◆ TEXT SHOWN
════
Would this action fall under "Collaborative advocacy" in the Foundation
Policy and Political Association Guideline? The section refers to
"collaborat[ing] with another organization to take action on a particular
policy or political question". The example given is signing a petition by
the EFF against Internet censorship. The required steps include (among
other requirements) consultation with the Public Policy Advisory Group,
along with getting consensus in a broader RfC except where time does not
permit. I find it difficult to believe that this situation is so critical
and urgent that an RfC in advance was impossible, so if it does fall under
that section, the policy was yet again violated. Frankly, I don't believe
that an RfC would pass in the first place. If you've been following the
earlier thread, you may be aware that there is increasing alarm at the risk
of the movement being hijacked by political interests, and this new action
is not helping matters.

This was a unilateral political actions in a sensitive area without prior
discussion. The Guideline does say that the WMF may deviate from the policy
if specifically approved by the General Council, although I don't know why
deviating would be warranted here. Was this done here? Who was involved in
the decision? Was the Board consulted, as suggested by the guidelines
(although as an "Optional" step)? Or was it simply considered to not fall
under the policy at all? Is the guideline still in effect, or was it
eliminated or changed without the document on Meta being updated?

The amicus brief specifically challenges the refugee suspension, among
other areas. Is this topic considered to be within the WMF's goals, or was
bringing the WMF into an irrelevant political battle considered simply an
unavoidable side-effect in the effort to protect WMF operations by means of
national political intervention?
════
◆ YOUR OBJECTIVE
Resume the message questioning the Foundation's amicus brief, starting right after its final question. The items that come next were taken from a different source.

[Stored items]
════
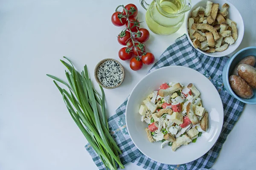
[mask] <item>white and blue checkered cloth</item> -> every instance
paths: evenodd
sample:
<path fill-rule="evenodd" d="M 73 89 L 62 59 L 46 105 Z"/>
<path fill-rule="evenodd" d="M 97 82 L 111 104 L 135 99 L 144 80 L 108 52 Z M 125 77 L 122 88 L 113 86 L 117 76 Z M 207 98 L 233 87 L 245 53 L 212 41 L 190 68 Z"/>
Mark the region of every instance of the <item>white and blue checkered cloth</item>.
<path fill-rule="evenodd" d="M 148 158 L 135 147 L 125 125 L 125 113 L 128 99 L 108 119 L 111 134 L 122 153 L 120 158 L 123 164 L 132 162 L 146 170 L 205 170 L 210 169 L 217 159 L 227 135 L 242 113 L 244 104 L 231 96 L 225 89 L 222 73 L 227 57 L 210 57 L 195 50 L 185 34 L 177 39 L 163 52 L 149 72 L 169 65 L 182 65 L 196 70 L 208 78 L 218 90 L 224 109 L 224 122 L 220 136 L 211 149 L 201 158 L 187 164 L 169 165 Z M 85 146 L 100 170 L 106 169 L 90 144 Z"/>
════
◆ OUTPUT BELOW
[1] https://meta.wikimedia.org/wiki/Legal/Foundation_Policy_and_Political_

On Mon, Feb 6, 2017 at 1:10 AM, Michelle Paulson <mpaul...@wikimedia.org>

> Dear All,
> Today, the Wikimedia Foundation joined with more than 90 other
> organizations in filing an amicus brief[1] in State of Washington v.
> Trump[2]
> currently before the Ninth Circuit Court of Appeals of the United States.
> This case challenges the recent executive order[3] issued in the United
> States on January 27, 2017, which establishes immigration and travel
> restrictions based on country of origin. Other signatories to the brief
> include Facebook, Levi Strauss & Co., Microsoft, Mozilla, and Paypal. The
> brief includes legal arguments against the order itself, and details the
> real and immediate impact these restrictions will have on the Wikimedia
> Foundation and other signatories’ staff, users, customers, and operations.
> We expect it to be filed in other current and future cases challenging the
> order, as appropriate.
> We know that the Foundation’s prior statement[4] on this executive order
> has generated debate in the communities, on mailing lists and in other
> forums. Some disapprove, with concern that the Foundation has taken a
> political stance on behalf of the movement. Others approve, with concerns
> about the impact of this order on the practicalities and values of open
> collaboration and sharing. We would like to clarify our perspective on this
> important issue.
> From our perspective, the implications of this order - and the urgency of
> our response - are clear. Beyond the issue of the values of open
> collaboration, this order will also have serious, tangible effects on the
> Foundation and our ability to support the Wikimedia projects and
> communities.
> From an operational standpoint, orders such as these may substantially
> limit our ability to deliver on support for the global Wikimedia
> communities. Much of the Foundation's work involves travel across borders.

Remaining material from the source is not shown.